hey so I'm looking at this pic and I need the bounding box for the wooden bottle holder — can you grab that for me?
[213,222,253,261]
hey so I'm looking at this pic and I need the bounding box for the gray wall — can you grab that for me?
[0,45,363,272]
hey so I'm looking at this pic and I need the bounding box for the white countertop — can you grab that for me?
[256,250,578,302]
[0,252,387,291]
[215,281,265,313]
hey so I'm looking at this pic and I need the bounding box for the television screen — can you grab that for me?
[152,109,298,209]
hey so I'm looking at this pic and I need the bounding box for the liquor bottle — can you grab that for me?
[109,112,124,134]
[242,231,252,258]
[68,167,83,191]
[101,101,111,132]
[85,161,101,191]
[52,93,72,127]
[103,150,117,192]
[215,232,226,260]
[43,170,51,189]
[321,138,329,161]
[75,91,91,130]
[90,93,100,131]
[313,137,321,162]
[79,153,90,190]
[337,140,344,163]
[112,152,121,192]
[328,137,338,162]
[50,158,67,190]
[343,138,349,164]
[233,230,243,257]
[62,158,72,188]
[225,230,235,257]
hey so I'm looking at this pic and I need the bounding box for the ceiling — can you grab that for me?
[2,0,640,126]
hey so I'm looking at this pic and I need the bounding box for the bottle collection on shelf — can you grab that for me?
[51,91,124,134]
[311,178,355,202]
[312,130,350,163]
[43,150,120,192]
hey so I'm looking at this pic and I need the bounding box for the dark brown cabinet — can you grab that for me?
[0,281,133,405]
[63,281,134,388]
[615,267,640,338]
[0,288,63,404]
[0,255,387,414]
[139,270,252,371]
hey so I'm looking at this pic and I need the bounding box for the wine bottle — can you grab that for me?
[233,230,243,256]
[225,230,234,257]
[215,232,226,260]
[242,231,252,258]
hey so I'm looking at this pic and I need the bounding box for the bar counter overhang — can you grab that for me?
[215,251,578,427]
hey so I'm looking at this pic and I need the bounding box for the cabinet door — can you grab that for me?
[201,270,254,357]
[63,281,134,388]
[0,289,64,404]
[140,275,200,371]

--

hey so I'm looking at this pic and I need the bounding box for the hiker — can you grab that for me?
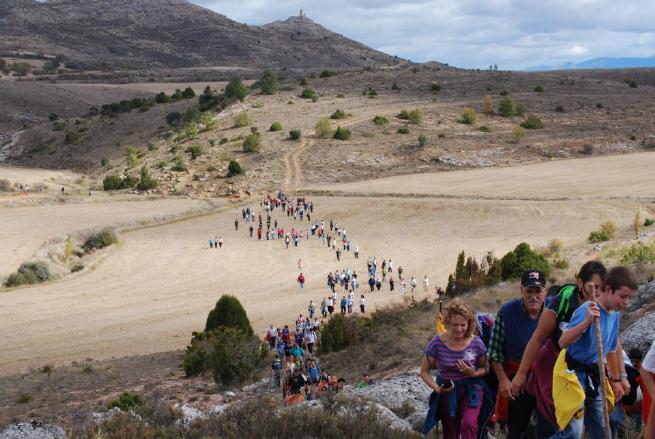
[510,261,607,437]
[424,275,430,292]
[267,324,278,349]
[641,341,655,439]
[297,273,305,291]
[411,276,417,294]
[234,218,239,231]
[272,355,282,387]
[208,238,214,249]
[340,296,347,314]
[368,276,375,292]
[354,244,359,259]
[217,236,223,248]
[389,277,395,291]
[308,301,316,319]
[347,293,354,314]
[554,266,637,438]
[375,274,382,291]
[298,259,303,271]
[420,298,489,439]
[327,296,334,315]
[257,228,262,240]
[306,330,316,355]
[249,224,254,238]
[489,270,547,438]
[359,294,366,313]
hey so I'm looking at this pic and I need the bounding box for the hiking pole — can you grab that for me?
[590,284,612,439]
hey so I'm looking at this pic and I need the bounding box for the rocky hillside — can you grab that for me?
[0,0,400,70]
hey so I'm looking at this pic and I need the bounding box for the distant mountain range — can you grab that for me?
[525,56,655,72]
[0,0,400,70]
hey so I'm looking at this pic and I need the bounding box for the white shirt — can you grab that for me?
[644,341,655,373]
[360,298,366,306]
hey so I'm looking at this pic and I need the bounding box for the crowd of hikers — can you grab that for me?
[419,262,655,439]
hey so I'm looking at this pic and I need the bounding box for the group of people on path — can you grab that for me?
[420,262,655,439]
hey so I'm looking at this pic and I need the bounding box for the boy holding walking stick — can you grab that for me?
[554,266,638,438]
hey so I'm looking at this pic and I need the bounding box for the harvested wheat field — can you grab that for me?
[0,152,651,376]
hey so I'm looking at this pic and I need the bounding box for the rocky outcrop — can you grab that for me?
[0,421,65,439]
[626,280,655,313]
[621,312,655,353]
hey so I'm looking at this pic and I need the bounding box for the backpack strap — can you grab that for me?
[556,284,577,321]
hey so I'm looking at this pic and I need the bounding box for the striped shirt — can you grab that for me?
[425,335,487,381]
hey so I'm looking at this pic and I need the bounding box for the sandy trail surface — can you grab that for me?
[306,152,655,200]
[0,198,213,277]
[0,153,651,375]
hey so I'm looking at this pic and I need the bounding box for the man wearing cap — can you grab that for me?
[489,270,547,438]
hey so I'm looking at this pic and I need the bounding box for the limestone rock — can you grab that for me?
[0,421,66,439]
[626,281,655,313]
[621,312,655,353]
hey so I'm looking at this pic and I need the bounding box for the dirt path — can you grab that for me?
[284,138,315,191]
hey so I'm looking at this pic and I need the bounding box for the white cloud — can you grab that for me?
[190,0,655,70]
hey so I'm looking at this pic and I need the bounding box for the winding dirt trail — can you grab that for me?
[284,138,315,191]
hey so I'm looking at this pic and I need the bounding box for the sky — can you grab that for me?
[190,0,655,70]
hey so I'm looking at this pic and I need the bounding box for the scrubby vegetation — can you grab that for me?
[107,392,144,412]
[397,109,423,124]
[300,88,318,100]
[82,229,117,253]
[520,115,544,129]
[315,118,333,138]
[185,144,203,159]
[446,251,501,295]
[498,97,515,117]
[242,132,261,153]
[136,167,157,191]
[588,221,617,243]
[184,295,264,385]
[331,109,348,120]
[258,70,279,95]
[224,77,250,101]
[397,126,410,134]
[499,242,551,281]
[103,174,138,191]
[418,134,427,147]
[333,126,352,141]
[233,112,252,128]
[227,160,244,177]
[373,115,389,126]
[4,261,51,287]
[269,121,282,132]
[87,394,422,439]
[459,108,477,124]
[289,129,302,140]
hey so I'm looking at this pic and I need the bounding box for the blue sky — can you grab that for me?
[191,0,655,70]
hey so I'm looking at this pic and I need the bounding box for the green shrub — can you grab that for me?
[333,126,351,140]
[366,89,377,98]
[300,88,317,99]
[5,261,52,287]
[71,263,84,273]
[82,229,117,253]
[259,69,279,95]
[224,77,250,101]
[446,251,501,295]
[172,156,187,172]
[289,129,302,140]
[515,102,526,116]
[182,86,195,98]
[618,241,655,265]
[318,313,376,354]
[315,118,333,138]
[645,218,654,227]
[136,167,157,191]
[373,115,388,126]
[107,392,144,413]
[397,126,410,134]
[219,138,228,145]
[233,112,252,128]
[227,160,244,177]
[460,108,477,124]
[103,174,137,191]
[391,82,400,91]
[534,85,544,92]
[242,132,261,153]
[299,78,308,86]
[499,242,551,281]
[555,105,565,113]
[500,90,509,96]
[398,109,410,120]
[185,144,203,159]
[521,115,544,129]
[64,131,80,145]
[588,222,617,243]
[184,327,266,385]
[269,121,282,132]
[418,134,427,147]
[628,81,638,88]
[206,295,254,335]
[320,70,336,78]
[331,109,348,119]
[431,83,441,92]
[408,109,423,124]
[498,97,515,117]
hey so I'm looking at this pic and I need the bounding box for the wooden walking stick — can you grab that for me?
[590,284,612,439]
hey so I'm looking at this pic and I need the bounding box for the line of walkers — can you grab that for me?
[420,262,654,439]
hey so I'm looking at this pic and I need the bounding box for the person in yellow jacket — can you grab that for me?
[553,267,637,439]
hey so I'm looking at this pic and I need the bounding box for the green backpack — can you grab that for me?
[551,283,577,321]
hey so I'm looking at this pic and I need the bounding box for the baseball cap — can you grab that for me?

Instructions for the task | Please copy the lines above from the line with "backpack — can you grab that for me?" up to and including the line with "for the baseball", exactly as written and with nothing else.

Exercise response |
hey so I'm looking at this pic and I need the bounding box for the green backpack — can you grab that for me?
[551,283,577,321]
hey so I'm looking at this pic and I need the bounding box for the baseball cap — can you grab that for me?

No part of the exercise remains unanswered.